▶ **Document excerpt**
• • • • • • •

HIPAA’s Records Retention Requirements

HIPAA’s Records Retention Requirements

A lot of covered entities do not fully understand the requirements of HIPAA medical records retention and other records retention. However, the retention requirements that HIPAA implements are fairly basic. This article hopes to shed light on this topic.

The first thing entities need to understand is “there is no HIPAA medical records retention period.” The Privacy Rule does not require a specific length of time to retain or keep medical records. Each state can stipulate this requirement of medical records retention in its laws. Hence, the responsibility to know the state laws regarding the retention period of medical records rests on every Covered Entity and Business Associate. As a general rule, the length of retention periods depends on the types of records and the owner of the records (if minors, for example). Below are some of the medical records retention policies imposed in certain states.

  • Florida – Medical records are retained for five years by doctors. Hospitals need to retain medical records for seven years.
  • Nevada – Medical records are retained for at least five years by healthcare providers. If a minor owns the medical records, retention of the records is required until the patient is 23 years old.
  • North Carolina – Medical records are retained by hospitals for 11 years from the day the patient was discharged. The medical records of minors are kept until the patient is 30 years old.

HIPAA does not insist on any medical records retention requirement, but there is a required retention period for other HIPAA-related documents. As per CFR §164.316(b)(1), covered entities need to retain copies of the policies and procedures they implement to comply with HIPAA. Records or logs of any action, activity or assessment must be retained as well.

According to CFR §164.316(b)(2)(i), certain documents must be retained for no less than six years from the time of creating the document. For policies, retention period starts from when it was last in effect. Hence, a policy that is implemented for 3 years prior to revision must have a copy of its original policy retained for at least 9 years since its creation.

The following documents are subject to the HIPAA records retention requirements. Depending on the nature of business, a covered entity or business associate may or may not need to retain copies of these documents.

  • Authorizations for PHI disclosure
  • Business Associate Agreements
  • Complaint and resolution documentation
  • Disaster recovery and contingency plans
  • Employee sanction policies
  • Incident and breach notification documentation
  • IT security system reviews (including new procedures or technologies implemented)
  • Information security and privacy policies
  • Logs recording access to and updating of PHI
  • Notices of privacy practices
  • Physical security maintenance records
  • Risk assessments and risk analyses

Besides what has been mentioned, there are other record retention requirements below:

  • Insurance companies should know the FINRA requirements.
  • Medicare managed care program providers need to retain records for 10 years.
  • Healthcare providers must know the retention requirements of the Centers for Medicare & Medicaid Services (CMS). At least 5 years retention period is required for cost reports after its closure.
  • Employers should understand the record retention requirements of the Employee Retirement Incomes Security Act and Fair Labor Standards Act.
  • Covered entities and business associates may need documentation in cases of personal injury or breach of contract disputes. Because of this, documentation must be retained as long as necessary, which depends on the relevant Statute of Limitations in force in the state wherein the entity is operating.

• • • • • • •

▶ **Records**
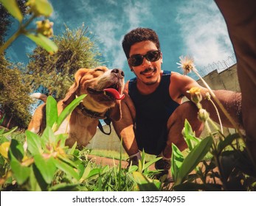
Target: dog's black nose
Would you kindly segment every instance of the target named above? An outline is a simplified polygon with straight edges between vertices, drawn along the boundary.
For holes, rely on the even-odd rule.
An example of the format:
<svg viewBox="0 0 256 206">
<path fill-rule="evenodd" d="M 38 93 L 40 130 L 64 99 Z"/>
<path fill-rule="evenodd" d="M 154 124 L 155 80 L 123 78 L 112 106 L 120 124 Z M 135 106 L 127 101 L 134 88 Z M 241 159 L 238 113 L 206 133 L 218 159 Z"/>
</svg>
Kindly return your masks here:
<svg viewBox="0 0 256 206">
<path fill-rule="evenodd" d="M 125 73 L 122 71 L 122 69 L 114 68 L 112 69 L 111 72 L 115 73 L 117 74 L 120 74 L 122 77 L 125 77 Z"/>
</svg>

• • • • • • •

▶ **Task set**
[A] Answer these questions using the article on HIPAA records retention.
(i) How long must hospitals in Florida retain medical records?
(ii) Under CFR §164.316(b)(2)(i), what is the minimum time certain documents must be retained?
(iii) How long do Medicare managed care program providers need to retain records?
[B] Reproduce word for word the passage of the article on HIPAA records retention that runs from "Besides what has" up to and including "after its closure.".

▶ **Solutions to the exercise**
[A]
(i) Seven years.
(ii) No less than six years from the time the document was created.
(iii) 10 years.

[B]
Besides what has been mentioned, there are other record retention requirements below:

  • Insurance companies should know the FINRA requirements.
  • Medicare managed care program providers need to retain records for 10 years.
  • Healthcare providers must know the retention requirements of the Centers for Medicare & Medicaid Services (CMS). At least 5 years retention period is required for cost reports after its closure.